### Input

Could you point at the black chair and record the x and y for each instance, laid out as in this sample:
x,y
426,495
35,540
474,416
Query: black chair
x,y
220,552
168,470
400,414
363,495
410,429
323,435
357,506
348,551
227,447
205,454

### What to do
Print the material once more, exactly as it appears.

### Worked solution
Could you point at the black chair and record the x and y for each instance, laid out as in this sample:
x,y
426,495
35,540
474,416
Query: black chair
x,y
220,552
168,470
400,414
363,495
410,429
323,435
357,506
348,551
227,447
205,454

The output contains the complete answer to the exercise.